-- What to work on --
Your reply should be a single number, the count of lines in the records that contain "surface".
..............................
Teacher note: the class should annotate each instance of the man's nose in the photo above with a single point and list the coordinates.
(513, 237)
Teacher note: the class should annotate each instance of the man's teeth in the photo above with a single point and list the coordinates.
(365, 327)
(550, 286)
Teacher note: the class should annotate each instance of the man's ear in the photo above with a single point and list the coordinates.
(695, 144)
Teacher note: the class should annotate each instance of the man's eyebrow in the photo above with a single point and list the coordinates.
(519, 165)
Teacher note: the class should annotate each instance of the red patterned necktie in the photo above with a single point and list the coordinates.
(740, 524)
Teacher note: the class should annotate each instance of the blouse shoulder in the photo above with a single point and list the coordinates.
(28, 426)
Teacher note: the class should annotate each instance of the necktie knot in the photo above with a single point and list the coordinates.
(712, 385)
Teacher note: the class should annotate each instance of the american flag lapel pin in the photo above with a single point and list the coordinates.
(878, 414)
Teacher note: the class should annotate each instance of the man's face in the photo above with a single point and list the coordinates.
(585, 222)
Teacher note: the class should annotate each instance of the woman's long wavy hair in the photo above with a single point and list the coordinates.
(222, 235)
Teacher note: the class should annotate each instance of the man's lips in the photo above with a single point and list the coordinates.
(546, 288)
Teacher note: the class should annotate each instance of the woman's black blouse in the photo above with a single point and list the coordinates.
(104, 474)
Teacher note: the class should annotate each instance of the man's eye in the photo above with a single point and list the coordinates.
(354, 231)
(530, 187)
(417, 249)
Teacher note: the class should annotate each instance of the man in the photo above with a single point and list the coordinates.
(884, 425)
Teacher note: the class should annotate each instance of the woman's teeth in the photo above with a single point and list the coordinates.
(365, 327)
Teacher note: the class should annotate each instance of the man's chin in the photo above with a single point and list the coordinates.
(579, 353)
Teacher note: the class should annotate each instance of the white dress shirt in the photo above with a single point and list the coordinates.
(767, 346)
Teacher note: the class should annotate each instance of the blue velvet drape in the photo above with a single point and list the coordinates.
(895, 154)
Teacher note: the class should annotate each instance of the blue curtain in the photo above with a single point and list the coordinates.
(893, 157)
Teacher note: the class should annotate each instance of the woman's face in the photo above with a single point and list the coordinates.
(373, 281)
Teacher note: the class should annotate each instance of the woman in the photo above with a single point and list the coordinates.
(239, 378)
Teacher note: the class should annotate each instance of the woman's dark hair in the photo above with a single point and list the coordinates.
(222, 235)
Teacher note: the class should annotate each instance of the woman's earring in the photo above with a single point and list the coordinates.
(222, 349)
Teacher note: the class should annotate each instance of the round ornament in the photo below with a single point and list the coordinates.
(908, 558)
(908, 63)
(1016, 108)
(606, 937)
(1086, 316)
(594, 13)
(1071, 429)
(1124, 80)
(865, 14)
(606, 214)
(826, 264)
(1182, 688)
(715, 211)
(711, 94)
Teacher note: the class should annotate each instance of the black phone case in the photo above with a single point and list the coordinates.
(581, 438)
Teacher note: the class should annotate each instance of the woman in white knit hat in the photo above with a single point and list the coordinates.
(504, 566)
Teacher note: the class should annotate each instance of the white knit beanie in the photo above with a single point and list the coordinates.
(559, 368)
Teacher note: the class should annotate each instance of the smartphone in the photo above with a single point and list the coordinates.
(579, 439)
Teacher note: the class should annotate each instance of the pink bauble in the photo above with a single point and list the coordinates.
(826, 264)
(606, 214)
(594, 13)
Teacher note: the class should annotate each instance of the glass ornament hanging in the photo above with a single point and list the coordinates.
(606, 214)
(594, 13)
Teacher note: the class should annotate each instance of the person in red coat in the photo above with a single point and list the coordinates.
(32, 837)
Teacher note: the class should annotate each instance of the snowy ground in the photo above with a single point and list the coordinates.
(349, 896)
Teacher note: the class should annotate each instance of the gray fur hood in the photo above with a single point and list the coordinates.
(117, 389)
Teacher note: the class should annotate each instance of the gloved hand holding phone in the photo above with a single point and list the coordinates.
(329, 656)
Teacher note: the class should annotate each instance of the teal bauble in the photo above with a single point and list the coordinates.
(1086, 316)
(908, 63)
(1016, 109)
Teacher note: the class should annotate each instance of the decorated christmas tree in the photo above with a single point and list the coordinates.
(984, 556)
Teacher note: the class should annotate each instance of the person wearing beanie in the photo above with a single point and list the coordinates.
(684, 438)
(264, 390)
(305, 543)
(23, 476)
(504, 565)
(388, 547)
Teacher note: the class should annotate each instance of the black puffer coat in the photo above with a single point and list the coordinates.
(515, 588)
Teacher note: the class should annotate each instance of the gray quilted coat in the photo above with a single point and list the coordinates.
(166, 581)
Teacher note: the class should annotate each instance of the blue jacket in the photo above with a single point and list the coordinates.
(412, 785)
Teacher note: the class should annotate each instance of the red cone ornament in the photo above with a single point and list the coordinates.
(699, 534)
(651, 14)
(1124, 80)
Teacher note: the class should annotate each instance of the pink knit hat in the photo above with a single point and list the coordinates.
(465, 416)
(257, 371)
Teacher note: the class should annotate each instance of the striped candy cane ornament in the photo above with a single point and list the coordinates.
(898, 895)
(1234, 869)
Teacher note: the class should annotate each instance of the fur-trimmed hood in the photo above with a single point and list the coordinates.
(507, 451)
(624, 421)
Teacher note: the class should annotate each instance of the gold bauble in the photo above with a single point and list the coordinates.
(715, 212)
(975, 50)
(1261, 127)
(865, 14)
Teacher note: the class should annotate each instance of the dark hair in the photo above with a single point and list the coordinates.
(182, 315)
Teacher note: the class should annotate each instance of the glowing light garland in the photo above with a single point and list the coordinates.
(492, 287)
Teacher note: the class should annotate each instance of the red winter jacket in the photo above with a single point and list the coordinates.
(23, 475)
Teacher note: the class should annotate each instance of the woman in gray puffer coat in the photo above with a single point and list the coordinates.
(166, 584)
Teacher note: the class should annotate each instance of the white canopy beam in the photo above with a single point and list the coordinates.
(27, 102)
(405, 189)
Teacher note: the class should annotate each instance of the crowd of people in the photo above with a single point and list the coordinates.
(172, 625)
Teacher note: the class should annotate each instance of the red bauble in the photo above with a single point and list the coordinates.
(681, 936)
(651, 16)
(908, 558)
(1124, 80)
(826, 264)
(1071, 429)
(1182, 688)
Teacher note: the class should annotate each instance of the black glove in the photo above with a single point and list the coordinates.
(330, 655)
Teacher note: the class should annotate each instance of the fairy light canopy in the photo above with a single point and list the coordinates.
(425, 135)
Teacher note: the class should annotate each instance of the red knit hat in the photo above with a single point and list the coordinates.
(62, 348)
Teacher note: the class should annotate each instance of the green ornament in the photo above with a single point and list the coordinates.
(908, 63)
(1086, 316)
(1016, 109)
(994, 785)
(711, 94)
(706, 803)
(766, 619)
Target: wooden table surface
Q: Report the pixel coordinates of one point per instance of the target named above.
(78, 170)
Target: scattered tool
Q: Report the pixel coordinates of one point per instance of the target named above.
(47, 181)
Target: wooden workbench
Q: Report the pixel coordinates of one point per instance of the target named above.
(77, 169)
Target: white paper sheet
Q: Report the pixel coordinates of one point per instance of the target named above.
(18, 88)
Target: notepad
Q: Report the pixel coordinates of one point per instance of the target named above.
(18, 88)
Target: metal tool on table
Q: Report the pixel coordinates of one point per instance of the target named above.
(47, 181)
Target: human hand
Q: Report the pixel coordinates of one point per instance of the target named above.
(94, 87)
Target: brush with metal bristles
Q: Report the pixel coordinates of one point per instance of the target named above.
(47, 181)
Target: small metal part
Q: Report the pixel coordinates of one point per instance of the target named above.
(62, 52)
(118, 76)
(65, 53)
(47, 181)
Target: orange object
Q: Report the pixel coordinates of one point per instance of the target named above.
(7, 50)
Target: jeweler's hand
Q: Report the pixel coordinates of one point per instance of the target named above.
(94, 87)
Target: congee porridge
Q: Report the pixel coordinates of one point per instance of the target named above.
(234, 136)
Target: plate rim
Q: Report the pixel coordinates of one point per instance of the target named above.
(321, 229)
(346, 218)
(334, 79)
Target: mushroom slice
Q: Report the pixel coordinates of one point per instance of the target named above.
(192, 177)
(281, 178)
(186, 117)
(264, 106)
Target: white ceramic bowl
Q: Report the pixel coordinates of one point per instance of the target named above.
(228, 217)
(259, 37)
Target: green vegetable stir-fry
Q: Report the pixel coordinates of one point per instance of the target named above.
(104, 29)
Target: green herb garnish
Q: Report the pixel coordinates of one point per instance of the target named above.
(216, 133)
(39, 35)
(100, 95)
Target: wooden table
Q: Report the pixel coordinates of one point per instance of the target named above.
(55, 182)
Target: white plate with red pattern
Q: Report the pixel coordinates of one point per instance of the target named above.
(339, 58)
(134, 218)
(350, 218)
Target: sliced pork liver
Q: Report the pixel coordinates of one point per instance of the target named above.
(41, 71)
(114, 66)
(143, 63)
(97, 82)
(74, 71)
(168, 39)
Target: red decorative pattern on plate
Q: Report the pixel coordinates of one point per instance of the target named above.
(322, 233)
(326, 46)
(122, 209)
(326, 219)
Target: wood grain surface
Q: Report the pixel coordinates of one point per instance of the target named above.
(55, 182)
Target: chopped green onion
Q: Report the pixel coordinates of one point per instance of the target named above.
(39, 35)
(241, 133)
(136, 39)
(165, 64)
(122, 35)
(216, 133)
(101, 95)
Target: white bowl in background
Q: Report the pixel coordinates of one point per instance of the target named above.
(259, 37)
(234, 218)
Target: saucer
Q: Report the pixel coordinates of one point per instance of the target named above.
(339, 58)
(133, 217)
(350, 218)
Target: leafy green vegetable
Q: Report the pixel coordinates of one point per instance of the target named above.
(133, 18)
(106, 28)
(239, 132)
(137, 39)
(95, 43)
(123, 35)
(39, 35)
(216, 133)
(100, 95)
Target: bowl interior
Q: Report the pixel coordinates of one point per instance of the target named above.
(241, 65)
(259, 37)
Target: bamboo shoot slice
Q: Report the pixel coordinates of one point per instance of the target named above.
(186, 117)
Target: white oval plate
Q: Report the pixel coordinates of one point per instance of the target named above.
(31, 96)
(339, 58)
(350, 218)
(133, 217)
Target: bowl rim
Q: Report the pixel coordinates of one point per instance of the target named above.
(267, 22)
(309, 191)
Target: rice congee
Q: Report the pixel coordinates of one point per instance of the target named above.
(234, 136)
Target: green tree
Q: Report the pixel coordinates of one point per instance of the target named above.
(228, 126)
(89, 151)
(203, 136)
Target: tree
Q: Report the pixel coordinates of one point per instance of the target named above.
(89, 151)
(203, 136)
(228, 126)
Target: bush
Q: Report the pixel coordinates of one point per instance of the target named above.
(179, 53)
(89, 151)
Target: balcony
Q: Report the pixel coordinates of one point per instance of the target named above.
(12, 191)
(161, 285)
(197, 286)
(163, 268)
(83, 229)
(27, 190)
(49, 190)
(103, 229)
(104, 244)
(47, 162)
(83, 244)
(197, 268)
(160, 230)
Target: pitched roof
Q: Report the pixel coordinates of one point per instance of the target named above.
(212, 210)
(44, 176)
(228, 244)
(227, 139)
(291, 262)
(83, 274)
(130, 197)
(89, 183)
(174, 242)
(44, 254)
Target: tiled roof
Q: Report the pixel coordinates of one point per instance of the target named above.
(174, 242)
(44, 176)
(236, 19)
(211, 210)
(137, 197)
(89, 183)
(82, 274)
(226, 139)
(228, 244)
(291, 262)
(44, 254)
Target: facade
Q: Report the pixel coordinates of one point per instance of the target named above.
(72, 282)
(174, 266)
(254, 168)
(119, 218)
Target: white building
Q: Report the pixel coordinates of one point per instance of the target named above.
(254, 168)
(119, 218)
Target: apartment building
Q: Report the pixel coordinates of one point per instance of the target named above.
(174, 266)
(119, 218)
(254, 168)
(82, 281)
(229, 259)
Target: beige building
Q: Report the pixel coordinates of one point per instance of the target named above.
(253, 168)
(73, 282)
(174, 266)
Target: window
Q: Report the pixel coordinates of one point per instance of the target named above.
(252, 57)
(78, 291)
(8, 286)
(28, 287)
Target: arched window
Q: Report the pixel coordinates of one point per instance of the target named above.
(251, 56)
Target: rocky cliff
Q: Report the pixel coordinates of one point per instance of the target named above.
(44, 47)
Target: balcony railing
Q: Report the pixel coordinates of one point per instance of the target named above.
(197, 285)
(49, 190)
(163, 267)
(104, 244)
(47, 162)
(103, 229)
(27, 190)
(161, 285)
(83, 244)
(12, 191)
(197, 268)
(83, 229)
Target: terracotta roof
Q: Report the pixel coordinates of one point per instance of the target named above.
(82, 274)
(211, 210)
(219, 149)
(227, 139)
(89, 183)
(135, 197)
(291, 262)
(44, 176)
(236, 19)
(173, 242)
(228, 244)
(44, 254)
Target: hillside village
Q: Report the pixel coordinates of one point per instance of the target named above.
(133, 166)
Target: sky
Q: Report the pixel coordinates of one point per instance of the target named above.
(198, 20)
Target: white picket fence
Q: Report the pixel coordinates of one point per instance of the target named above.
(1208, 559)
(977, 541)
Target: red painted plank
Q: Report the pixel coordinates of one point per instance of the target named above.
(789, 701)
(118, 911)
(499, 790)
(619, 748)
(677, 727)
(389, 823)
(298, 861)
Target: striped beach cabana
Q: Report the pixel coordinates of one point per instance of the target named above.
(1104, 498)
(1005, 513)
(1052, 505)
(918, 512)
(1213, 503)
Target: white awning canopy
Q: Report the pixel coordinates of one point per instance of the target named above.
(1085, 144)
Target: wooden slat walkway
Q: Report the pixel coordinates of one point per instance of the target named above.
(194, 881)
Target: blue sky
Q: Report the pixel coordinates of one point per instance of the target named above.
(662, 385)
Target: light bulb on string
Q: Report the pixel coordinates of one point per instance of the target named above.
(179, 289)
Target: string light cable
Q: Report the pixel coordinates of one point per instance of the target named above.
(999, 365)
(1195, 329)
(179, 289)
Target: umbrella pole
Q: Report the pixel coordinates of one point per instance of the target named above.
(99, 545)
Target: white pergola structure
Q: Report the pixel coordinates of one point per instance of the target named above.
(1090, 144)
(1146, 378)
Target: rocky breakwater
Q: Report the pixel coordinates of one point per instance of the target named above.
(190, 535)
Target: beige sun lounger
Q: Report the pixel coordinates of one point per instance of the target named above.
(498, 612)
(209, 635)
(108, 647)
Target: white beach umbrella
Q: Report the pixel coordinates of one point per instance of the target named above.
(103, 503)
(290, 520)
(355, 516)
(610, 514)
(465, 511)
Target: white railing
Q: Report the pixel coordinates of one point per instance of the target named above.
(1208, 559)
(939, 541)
..............................
-- Result of this exercise --
2